Labeled region records
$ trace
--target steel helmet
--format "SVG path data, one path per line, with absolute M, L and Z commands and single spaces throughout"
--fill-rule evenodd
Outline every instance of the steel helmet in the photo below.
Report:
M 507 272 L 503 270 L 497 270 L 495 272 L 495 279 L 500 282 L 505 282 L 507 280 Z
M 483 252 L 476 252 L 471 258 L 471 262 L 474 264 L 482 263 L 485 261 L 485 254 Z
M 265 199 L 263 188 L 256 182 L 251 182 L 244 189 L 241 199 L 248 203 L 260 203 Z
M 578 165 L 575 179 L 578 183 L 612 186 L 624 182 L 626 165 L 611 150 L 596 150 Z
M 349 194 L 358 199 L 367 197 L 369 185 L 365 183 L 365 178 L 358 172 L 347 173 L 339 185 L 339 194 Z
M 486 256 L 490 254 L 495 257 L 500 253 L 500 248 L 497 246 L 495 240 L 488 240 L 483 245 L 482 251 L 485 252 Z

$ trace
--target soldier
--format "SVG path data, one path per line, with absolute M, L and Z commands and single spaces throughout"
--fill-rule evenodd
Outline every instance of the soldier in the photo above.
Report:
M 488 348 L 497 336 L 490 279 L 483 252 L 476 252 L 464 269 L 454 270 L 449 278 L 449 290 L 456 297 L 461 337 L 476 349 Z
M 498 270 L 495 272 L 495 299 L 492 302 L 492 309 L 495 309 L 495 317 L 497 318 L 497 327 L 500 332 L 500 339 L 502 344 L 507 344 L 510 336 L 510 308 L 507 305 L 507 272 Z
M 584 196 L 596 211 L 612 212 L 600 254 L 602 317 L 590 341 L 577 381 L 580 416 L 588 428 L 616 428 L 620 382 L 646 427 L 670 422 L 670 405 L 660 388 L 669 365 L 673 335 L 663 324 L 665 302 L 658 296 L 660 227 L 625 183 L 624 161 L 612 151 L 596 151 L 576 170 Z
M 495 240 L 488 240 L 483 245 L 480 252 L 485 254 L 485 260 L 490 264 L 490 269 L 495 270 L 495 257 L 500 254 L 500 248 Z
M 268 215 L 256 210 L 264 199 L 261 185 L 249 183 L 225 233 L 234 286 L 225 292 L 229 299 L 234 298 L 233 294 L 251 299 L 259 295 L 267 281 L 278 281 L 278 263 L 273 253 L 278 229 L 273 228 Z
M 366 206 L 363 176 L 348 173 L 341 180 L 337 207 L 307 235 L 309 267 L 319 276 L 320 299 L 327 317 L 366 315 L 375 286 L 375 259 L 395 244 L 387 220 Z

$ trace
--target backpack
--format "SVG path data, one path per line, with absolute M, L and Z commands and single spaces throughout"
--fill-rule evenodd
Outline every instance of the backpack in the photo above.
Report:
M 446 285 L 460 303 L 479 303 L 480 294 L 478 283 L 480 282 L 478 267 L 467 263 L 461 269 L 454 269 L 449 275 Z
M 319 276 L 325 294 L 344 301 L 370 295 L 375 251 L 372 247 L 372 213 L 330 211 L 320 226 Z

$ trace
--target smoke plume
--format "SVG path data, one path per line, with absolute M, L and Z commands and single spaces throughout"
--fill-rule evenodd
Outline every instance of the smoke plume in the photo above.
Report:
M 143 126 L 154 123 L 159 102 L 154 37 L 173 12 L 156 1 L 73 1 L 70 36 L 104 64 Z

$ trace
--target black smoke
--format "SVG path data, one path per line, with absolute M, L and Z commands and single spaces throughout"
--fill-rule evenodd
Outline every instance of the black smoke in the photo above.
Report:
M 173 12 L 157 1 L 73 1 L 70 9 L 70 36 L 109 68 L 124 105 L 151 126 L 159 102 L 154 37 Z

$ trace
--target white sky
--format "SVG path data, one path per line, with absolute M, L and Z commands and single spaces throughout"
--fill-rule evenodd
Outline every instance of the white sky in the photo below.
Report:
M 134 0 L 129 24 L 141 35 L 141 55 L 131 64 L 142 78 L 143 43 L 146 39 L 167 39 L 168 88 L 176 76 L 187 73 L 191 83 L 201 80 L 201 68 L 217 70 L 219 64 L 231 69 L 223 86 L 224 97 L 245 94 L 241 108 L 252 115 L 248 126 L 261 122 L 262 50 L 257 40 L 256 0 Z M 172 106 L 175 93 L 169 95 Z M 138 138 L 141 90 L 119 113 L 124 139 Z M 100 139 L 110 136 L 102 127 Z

▸ Prompt: Turn the data from its first line through the line containing "M 486 256 L", both included, into a JSON list of strings, with one string per line and blank lines left out.

▸ Answer in full:
[
  "$ trace",
  "--target steel helmet",
  "--format \"SVG path data, one path per line, with absolute M, L and Z commands and single spaces throughout\"",
  "--fill-rule evenodd",
  "Outline every instance of the steel helmet in the photo below.",
  "Report:",
  "M 507 272 L 503 270 L 497 270 L 495 272 L 495 279 L 500 282 L 505 282 L 507 280 Z",
  "M 483 252 L 476 252 L 471 258 L 471 262 L 474 264 L 482 263 L 485 261 L 485 254 Z",
  "M 265 199 L 263 188 L 256 182 L 251 182 L 244 189 L 241 199 L 248 203 L 260 203 Z",
  "M 578 165 L 575 179 L 578 183 L 612 186 L 624 182 L 626 165 L 611 150 L 596 150 Z",
  "M 349 194 L 358 199 L 367 197 L 369 185 L 365 183 L 365 178 L 358 172 L 347 173 L 339 185 L 339 194 Z",
  "M 486 256 L 490 254 L 495 257 L 500 253 L 500 248 L 497 246 L 495 240 L 488 240 L 483 245 L 482 251 L 485 252 Z"
]